### Exercise description
In the records below, how many lines contain the string "banner" when uppercase and lowercase count as different? Count them and reply with the number alone.

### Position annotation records
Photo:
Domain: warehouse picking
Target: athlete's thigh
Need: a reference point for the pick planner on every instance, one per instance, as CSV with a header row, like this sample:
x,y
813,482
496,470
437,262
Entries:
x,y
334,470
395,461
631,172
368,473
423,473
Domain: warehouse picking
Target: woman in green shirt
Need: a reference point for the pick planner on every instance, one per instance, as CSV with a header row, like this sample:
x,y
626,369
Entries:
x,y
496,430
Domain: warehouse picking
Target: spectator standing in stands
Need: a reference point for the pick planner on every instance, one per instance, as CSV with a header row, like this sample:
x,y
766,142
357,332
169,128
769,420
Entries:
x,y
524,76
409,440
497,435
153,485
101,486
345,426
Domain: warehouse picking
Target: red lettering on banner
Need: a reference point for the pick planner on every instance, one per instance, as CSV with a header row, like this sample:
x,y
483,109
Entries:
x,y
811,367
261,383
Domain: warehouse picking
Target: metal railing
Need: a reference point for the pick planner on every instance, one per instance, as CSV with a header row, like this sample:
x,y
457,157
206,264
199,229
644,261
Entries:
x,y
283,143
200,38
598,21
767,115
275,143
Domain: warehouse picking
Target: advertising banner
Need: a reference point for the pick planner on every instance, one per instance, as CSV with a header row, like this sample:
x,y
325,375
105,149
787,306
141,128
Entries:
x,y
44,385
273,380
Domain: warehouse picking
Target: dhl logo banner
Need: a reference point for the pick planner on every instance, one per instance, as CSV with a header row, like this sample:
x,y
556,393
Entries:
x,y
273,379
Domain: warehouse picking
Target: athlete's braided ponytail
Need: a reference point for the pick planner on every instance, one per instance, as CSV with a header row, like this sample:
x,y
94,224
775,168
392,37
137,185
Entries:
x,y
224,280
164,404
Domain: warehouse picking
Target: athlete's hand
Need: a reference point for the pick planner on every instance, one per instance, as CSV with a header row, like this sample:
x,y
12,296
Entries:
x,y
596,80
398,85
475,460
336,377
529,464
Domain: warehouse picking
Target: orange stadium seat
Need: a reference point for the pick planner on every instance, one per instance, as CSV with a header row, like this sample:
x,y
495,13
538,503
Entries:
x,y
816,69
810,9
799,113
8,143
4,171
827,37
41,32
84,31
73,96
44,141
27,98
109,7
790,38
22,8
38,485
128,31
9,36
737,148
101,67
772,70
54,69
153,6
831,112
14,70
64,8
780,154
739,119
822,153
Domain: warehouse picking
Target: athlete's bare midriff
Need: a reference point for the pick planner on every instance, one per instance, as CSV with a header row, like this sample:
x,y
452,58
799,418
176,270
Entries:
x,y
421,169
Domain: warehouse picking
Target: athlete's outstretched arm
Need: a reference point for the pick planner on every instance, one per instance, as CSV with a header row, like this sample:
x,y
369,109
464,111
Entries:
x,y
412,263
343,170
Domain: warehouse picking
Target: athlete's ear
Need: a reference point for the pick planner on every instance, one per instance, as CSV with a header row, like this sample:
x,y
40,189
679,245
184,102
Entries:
==
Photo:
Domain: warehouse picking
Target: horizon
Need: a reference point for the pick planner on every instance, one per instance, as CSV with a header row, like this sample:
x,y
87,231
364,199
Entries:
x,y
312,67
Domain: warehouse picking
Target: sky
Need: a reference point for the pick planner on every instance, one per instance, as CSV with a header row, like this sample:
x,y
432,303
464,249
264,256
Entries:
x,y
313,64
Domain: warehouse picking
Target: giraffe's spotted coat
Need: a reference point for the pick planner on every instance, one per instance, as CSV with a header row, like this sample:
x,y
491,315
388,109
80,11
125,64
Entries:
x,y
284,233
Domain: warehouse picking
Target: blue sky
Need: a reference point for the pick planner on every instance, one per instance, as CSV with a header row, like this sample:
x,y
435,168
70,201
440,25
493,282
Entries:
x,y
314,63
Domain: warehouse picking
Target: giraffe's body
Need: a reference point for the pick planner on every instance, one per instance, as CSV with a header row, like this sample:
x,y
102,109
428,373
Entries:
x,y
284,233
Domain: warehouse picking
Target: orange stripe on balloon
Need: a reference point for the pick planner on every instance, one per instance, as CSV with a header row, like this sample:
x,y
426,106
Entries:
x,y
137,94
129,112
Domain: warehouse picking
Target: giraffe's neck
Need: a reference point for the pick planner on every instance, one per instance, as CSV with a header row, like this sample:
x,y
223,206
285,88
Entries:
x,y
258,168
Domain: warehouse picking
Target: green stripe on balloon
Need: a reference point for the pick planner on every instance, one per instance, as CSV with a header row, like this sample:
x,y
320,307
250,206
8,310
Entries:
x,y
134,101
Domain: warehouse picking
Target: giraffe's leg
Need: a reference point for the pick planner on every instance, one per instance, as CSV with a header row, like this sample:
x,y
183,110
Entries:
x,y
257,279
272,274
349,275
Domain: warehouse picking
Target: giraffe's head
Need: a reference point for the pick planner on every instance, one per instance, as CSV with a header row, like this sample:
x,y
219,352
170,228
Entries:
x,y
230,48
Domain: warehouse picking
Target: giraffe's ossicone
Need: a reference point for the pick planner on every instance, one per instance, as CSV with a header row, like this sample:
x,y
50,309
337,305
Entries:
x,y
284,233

### Output of the task
3